**TEXTO PROPUESTO:**
===============
Café Brasilero y Eduardo Galeano, una historia de tiempo
Un lugar de los tiempos en los que había tiempo para perder el tiempo. Un café en vía de extinción.
Camila Builes
En Montevideo no se fuma en los bares. No se fuma. La falta de tabaco fue fundamental en la historia de la literatura uruguaya. Fue en un momento, durante una prohibición de tabaco en el país, en el que Juan Carlos Onetti –fumador empedernido– escribió en dos días de inspiración febril el texto que funda la literatura uruguaya moderna: El pozo. La novela, publicada en 1939, es la historia de Eladio Linacero, un hombre que se dedica a escribir un largo sueño. Una historia sórdida que se convierte en el primer vestigio del universo Onetti. Las primeras palabras de El pozo fueron escritas en un café de Montevideo, en la calle Ituzaingó, en la esquina 25 de mayo.
Café Brasilero abrió sus puertas en el año 1877. Fue fundado por los señores Correa y Pimentel. Es el café más antiguo de la ciudad y el primero en ser declarado de interés cultural por la Intendencia Municipal de Montevideo. Cuando Onetti comenzó a escribir El pozo lo único que tomaba era café, sin azúcar y cargado. Tenía tres plumas y un solo cuaderno. “Cuentan que Onetti rayaba las mesas del lugar porque se quedaba sin papel, luego volvía y pasaba todo lo que había escrito sobre la madera. Borraba las palabras con un aceite y luego, como ya estaba cansado de pintar y pintar, le dijo al dueño que le vendiera esa mesa para poder rayarla cuando quisiera”, dijo Santiago Gómez Oribe, el dueño del café.
El sitio, que ha recibido a personajes como Mario Benedetti, Idea Vilariño, Juan Carlos Onetti y José Enrique Rodó, tuvo un visitante por más de veinte años: Eduardo Galeano.
“El último café de los mohicanos, el que sobrevivió al arma fatal del progreso, porque los demás quedaron arrasados, convertidos en porquerías de plástico”, dijo en una entrevista mientras entraba al café.
Siempre se sentaba en la misma mesa: en la ventana con vista a la esquina. Pedía un café con leche y unas media lunas. Se quedaba ahí sentado por horas, mirando por la ventana y sonriendo; luego, cuando la luz moría detrás de los edificios, sacaba el periódico de una maleta gris que cargaba y comenzaba a leer de atrás hacia adelante.
Café Brasilero es un lugar de los tiempos en los que había tiempo para perder el tiempo. Todas las mesas de madera, con sus sillas cafés enganchadas a las patas. Al fondo un espejo gigante donde se reflejan las botellas de la estantería: tequila, vino, mezcal y vodka. Algunas tienen las etiquetas manchadas y amarillas; las otras son de marcas nuevas, botellas reconocibles. El sitio es un híbrido entre la nostalgia del pasado y la diversidad del presente.
“¿Te querés sentar en esta mesa o en una más pequeña?”, me pregunta la mesera, que tiene un ojo azul y otro negro. La voz tiene un dejo de tristeza; luego, cuando pasa un rato, me dice que la lluvia la pone melancólica, que Montevideo en invierno es como un amor que duele. Y yo le creo, le creo porque siento lo mismo. Le digo que sí, que quiero esa mesa en especial: la que está en la ventana con vista a la esquina.
===============
**LÍNEAS DE DATOS:**
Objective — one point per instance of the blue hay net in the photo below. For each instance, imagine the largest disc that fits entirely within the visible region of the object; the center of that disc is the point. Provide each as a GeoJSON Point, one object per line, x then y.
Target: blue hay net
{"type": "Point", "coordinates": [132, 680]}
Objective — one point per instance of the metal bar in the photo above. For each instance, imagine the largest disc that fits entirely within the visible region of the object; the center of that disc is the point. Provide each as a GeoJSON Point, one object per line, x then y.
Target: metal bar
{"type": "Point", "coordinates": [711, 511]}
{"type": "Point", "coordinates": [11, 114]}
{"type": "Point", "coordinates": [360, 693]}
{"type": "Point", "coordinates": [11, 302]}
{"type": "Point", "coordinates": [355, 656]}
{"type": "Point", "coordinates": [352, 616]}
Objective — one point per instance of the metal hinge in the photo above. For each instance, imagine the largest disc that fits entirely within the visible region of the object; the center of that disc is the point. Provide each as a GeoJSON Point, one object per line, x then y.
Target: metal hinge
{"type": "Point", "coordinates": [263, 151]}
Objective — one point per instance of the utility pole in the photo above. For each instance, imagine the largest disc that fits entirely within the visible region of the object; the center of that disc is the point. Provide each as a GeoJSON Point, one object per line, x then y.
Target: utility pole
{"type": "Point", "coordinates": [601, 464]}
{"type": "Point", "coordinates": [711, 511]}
===============
**PROBLEMAS:**
[a] Responde estas preguntas sobre el texto del Café Brasilero:
(i) ¿En qué año se publicó El pozo?
(ii) ¿En qué año abrió sus puertas el Café Brasilero?
(iii) ¿Qué pedía Eduardo Galeano cuando iba al café?
[b] Continúa el texto sobre el Café Brasilero a partir de su última oración.

**RESPUESTAS:**
[a]
(i) En 1939.
(ii) En 1877.
(iii) Un café con leche y unas medias lunas.

[b]
En el lado que da a la pared, entre la pata y el mesón, hay una e y una g marcadas por algo que debió haber sido una navaja. Miro por la ventana y lo que hay es un edificio de una arquitectura colonial, con una fachada verde y un aviso de proporciones extravagantes, con la palabra SALE, en mayúsculas, en rojo. Toda la calle está minada de tiendas de ropa o de antigüedades que están en descuentos.
Detrás de mí hay un cuadro que parece contener lo que son los tesoros del lugar: tres granos de café, dos pedacitos de tela azules, una tira de terciopelo y un papel doblado en un número indescifrable. “Esos son objetos están desde la fundación del café”. Santiago Gómez Oribe se sienta justo frente a mí, en la silla que quedaba libre, se queda callado mientras mira por la ventana. Vuelve: “es un lugar bello este, ¿no? Hay cualquier posibilidad de que uno se crea escritor estando acá y más aún en la mesa en la que todos los miércoles se sentaba el gran Galeano, mi gran Galeano. ¿Ves esa foto de allá?”, me señala con el índice, un dedo que me sorprende por lo largo y lo blanco, una foto de Eduardo Galeano a la entrada del café. El escritor tenía que agacharse un poco para entrar en la imagen, tenía unos jeans azules y una camisa azul oscura. tenía 35 años. “Cuánto me hubiera gustado conocerlo en esa época”. “No te quejes, al menos lo conociste”, me mira con risa, como con burla y continúa: “Sí, no puedo quejarme. Cuando era invierno, como ahora, él venía, se sentaba y me gritaba para que saliera: “Oye, monaco, vení contame cosas de jóvenes”, y yo me sentaba acá, en esta misma silla, al frente de él, y le pedía consejo de cómo terminarle a mi novia o qué cosas le debía meter al café para bancarlo. Para que fuera mejor de lo que es”.
Una mujer que está detrás del mostrador llama a Gómez Oribe porque un japonés no sabe como pagar con su tarjeta de crédito. En el salón hay cincuenta mesas. Veinte ocupadas, quince por turistas. Algunos se paran a tomarle fotos a las fotos de Galeano que cuelgan en las paredes.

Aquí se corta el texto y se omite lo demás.